◆ Work to complete ◆
- 1) Translate this sentence from the travel blog post into Spanish: "Tom drank two bottles of this local Tusker beer."
- 2) In the travel blog post, swap "posts" for "articles" and write out again the part that opens with the words containing "Zaa Zaa, our" and closes with "for your patience.".
- 3) Write the next part of the travel blog post about waiting for South Africa's borders to reopen, picking up after its last sentence.

◆ Extracted text ◆

Zaa Zaa, our friendly companion for the evening, lying at our feet as we dined.

On another note, yesterday’s post was the first of the five 2000 word posts I wrote, to which our web developers will be editing in the background for purposes of website optimization. Yesterday, I wrote the second of five posts and that should be ready to post tomorrow. I apologize for any redundancy in these long posts since its imperative they contain the content represented in the keywords.

Tom drank two bottles of this local Tusker beer.

There’s only five such posts and we should be done with them within a few weeks. Otherwise, on all other days, our regular less-wordy posts will appear as usual. No worries. No impact on your regular reading. Thanks for your patience.

Over the past few days, there’s been a lot of skuttlebutt online about the possibility of South Africa’s borders opening soon. At this point, it appears US citizens and anyone entering from India will not be allowed to enter. Another reality is that the Kruger Mpumalanga Nelspruit Airport we usually fly to, won’t be open for some time.

The chef insisted we take a photo together!

When we can travel to South Africa, we’ll fly into Johannesburg, rent a car and drive for five hours to make our way to Marloth Park. None of this concerns us. What concerns us is when the borders of both South Africa and India open enabling us to leave.

[Stored data entries]
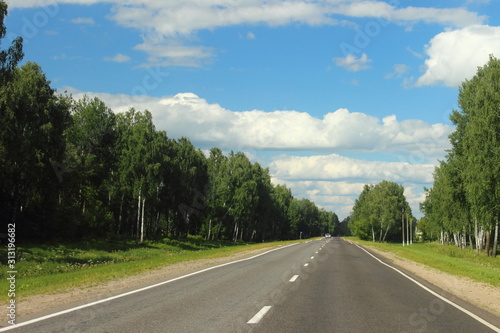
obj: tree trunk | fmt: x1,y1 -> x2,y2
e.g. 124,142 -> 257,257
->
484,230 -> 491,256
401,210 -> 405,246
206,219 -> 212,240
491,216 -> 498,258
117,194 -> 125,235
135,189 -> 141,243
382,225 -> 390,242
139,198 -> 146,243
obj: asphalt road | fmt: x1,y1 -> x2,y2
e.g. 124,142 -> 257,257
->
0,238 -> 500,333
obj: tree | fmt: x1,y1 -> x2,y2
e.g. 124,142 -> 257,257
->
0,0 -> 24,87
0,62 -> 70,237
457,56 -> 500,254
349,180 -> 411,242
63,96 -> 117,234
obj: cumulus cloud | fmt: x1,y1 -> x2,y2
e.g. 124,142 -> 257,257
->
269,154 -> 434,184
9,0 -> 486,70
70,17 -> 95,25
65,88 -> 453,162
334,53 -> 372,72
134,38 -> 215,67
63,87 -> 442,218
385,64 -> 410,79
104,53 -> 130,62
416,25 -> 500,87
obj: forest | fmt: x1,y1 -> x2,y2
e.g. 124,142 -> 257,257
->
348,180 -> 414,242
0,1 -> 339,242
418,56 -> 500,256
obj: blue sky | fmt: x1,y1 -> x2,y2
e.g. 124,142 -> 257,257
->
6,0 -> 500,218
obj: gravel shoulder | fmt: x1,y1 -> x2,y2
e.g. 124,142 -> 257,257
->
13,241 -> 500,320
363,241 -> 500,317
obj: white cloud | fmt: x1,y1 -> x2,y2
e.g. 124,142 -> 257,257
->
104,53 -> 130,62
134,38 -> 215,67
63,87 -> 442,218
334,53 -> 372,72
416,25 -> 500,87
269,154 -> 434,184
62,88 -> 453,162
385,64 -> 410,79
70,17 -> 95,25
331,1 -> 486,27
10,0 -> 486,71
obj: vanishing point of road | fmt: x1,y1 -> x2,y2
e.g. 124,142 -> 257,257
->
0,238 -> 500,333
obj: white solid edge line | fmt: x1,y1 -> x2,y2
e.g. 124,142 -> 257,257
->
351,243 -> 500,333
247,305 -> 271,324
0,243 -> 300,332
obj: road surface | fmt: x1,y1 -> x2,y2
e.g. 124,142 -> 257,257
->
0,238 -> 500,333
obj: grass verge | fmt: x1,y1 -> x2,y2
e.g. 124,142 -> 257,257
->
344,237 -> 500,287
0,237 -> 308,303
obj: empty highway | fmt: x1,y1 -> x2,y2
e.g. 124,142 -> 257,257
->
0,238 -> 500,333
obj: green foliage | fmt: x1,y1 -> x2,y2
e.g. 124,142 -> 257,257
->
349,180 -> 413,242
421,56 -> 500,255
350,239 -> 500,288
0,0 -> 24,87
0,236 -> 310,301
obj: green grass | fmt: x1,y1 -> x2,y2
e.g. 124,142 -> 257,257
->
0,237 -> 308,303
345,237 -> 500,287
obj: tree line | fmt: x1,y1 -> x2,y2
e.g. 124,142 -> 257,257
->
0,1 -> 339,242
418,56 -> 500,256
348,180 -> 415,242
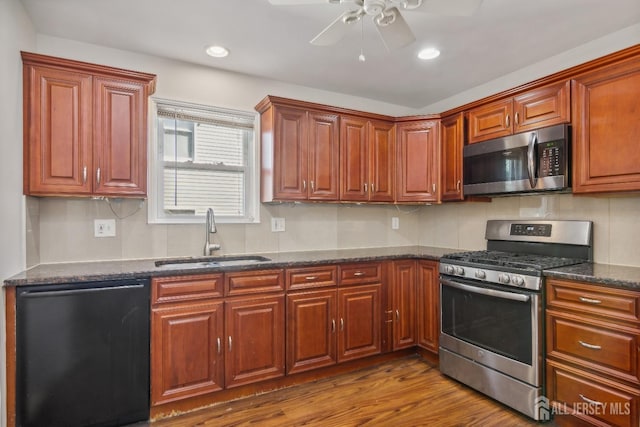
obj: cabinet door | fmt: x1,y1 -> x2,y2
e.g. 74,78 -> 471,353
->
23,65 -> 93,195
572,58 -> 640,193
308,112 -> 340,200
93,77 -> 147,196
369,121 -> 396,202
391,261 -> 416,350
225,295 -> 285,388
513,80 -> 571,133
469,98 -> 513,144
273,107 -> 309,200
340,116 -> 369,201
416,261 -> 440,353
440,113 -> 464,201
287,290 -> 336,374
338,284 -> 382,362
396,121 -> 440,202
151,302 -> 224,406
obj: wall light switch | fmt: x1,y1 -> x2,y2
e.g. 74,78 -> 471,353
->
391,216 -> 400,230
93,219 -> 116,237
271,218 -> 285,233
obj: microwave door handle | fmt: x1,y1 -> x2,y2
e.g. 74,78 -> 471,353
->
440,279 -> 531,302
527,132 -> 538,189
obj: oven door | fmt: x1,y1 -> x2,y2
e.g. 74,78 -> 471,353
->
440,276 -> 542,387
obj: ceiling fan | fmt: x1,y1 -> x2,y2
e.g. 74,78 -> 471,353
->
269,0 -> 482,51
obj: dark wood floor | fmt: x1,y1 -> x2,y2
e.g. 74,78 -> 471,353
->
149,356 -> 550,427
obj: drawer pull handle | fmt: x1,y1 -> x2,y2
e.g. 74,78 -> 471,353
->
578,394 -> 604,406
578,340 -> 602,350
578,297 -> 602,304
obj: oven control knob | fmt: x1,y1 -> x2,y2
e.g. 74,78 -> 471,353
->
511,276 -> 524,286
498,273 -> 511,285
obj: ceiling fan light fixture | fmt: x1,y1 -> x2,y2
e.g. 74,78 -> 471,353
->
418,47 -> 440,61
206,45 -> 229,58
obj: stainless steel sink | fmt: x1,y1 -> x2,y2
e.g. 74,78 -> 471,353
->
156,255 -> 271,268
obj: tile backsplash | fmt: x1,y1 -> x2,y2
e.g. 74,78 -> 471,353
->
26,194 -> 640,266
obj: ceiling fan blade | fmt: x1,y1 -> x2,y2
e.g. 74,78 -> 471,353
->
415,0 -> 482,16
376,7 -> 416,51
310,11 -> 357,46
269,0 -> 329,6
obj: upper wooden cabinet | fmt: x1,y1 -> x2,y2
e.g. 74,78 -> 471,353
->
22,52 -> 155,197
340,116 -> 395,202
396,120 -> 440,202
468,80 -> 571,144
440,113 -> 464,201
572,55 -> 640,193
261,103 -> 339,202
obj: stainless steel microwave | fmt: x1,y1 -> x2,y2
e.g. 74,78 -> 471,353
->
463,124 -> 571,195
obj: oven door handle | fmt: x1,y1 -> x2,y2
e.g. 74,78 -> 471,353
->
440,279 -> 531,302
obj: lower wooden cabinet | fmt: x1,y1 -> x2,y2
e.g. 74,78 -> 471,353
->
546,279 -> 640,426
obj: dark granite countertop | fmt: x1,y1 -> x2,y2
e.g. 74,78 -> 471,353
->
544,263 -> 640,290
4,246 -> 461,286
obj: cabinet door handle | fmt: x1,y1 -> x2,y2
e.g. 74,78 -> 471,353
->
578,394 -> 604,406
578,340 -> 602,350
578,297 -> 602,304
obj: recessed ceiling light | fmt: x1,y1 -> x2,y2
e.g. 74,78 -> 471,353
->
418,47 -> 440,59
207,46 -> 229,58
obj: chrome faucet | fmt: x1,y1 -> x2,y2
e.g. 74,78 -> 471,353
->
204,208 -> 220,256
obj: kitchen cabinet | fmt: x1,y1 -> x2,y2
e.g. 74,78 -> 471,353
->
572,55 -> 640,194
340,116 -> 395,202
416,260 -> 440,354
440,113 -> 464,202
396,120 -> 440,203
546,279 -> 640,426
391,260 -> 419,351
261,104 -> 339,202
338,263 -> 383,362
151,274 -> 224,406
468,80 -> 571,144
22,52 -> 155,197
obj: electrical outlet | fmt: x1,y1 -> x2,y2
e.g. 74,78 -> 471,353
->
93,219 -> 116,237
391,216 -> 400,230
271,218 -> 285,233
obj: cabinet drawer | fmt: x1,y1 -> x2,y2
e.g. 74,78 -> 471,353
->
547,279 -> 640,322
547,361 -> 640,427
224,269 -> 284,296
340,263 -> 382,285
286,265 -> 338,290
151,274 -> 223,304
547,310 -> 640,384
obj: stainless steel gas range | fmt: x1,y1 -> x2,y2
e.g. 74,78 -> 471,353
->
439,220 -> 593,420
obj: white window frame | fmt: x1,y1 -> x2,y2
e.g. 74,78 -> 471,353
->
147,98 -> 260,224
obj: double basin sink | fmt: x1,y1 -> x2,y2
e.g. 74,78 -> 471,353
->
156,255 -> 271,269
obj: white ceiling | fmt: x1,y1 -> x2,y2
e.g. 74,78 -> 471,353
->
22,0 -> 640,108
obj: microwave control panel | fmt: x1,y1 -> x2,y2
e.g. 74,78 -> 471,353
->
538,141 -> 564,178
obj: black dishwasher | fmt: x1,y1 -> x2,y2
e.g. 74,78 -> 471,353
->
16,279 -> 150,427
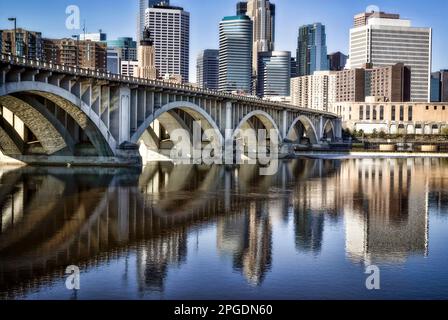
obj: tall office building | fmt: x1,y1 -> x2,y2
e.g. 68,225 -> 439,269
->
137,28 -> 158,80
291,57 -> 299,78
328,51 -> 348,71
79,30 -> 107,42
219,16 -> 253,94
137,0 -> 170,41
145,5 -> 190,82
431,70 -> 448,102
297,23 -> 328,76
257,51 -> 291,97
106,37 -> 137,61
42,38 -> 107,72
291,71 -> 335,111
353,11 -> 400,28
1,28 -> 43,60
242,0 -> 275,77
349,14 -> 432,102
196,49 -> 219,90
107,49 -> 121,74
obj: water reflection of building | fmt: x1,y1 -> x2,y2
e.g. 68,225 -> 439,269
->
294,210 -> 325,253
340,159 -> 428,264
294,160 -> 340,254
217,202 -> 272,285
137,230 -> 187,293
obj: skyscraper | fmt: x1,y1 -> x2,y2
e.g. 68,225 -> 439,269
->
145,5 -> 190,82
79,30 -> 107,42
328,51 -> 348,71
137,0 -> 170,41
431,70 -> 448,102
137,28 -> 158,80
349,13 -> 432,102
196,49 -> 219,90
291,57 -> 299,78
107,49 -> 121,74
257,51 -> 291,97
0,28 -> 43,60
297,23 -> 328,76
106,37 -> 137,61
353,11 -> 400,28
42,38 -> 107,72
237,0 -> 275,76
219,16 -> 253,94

...

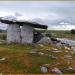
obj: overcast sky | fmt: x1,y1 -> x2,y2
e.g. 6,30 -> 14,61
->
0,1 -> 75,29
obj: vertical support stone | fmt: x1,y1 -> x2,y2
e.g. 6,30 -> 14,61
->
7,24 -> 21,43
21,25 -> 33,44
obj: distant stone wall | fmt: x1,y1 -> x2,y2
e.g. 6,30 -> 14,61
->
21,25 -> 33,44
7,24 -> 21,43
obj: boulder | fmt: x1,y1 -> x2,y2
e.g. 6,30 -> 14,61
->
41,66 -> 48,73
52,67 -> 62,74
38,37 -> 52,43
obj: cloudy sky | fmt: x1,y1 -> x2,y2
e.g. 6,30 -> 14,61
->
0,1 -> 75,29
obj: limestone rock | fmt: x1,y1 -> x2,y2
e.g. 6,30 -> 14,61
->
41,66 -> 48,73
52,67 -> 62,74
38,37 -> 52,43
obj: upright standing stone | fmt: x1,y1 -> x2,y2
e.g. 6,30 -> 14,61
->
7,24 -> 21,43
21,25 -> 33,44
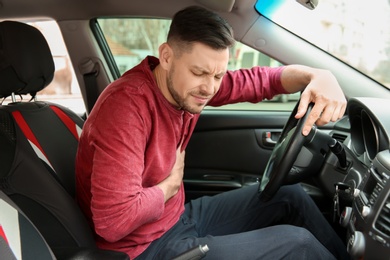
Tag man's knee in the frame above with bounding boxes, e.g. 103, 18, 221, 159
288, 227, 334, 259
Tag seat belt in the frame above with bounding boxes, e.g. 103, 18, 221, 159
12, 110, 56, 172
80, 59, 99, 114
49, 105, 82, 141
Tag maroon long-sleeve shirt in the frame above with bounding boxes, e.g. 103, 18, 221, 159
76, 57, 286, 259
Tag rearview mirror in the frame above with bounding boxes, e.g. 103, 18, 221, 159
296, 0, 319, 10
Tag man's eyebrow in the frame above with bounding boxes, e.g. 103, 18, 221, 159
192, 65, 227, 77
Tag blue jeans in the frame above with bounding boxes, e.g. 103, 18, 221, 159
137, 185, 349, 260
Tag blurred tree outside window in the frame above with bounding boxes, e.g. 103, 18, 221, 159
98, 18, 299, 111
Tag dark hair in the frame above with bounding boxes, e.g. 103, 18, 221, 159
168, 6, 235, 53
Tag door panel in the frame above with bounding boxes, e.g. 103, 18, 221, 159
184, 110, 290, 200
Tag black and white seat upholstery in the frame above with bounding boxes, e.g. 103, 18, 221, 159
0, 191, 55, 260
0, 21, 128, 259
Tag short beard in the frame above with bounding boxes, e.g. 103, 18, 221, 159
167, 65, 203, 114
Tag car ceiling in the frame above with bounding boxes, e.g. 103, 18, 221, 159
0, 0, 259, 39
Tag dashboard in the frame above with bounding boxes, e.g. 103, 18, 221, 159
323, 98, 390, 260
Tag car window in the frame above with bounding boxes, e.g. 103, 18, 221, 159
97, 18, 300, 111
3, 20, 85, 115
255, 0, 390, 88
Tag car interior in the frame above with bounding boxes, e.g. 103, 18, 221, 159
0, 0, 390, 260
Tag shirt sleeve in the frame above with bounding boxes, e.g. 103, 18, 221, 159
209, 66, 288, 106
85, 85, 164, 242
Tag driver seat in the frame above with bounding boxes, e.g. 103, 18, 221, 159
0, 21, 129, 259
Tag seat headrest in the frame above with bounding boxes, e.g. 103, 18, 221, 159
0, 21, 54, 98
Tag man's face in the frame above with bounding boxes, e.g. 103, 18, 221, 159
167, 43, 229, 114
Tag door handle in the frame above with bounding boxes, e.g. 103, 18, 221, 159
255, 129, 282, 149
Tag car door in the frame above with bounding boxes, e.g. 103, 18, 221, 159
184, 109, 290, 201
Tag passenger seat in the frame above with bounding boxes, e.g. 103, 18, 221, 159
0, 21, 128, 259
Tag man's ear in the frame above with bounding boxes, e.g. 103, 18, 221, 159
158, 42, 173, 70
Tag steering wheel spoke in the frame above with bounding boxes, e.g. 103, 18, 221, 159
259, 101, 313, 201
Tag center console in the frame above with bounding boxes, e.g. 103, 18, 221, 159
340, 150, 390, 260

◆ Answers given ◆
- 1) Tom se tomó dos botellas de esta cerveza local Tusker.

- 2)
Zaa Zaa, our friendly companion for the evening, lying at our feet as we dined.

On another note, yesterday’s post was the first of the five 2000 word articles I wrote, to which our web developers will be editing in the background for purposes of website optimization. Yesterday, I wrote the second of five articles and that should be ready to post tomorrow. I apologize for any redundancy in these long articles since its imperative they contain the content represented in the keywords.

Tom drank two bottles of this local Tusker beer.

There’s only five such articles and we should be done with them within a few weeks. Otherwise, on all other days, our regular less-wordy articles will appear as usual. No worries. No impact on your regular reading. Thanks for your patience.

- 3)
Tom’s appetizer of bacon wrapped jumbo prawns. I pointed out the bulging eyes. He asked, “Why’d you tell me that?”

Yesterday, we had a much needed discussion, considering these facts and both have agreed we are willing to “wait it out’ here at this hotel in Mumbai, India. There’s no point in adding more COVID-19 exposure in flying to the US to wait it out, nor is hovering around various airports, as they are just beginning to open, many soon.

My appetizer was a delicious creamy crab salad.

By the time we’re allowed to leave, protocols for COVID-19 will be firmly in place, after more experience, and we’ll have a better chance of avoiding infection. Of course, if India opens to other countries we’d be willing to travel to, and South Africa isn’t open for us, we may opt to head somewhere else to wait, as long as its to a location we’d find worthwhile and interesting. Otherwise, we’ll stay put.

Tom’s dinner consisted of a sizable portion of Swahili Fish, most likely a type of snapper. Bone free and lightly seasoned with a rich buttery coconut sauce, he had no trouble devouring every morsel.

Nothing much has changed around here. The corridors are a little less crowded now. The staff is working on reducing the noise at night from our next door neighbors (ugh!). And, we’re fine. As I write here now, Tom is watching the Minnesota Vikings football game on the TV using the HDMI and his laptop. As usual, they aren’t doing well. So it goes.

Look at the size of these calamari rings! I, too, savored every morsel on my plate.

Be well.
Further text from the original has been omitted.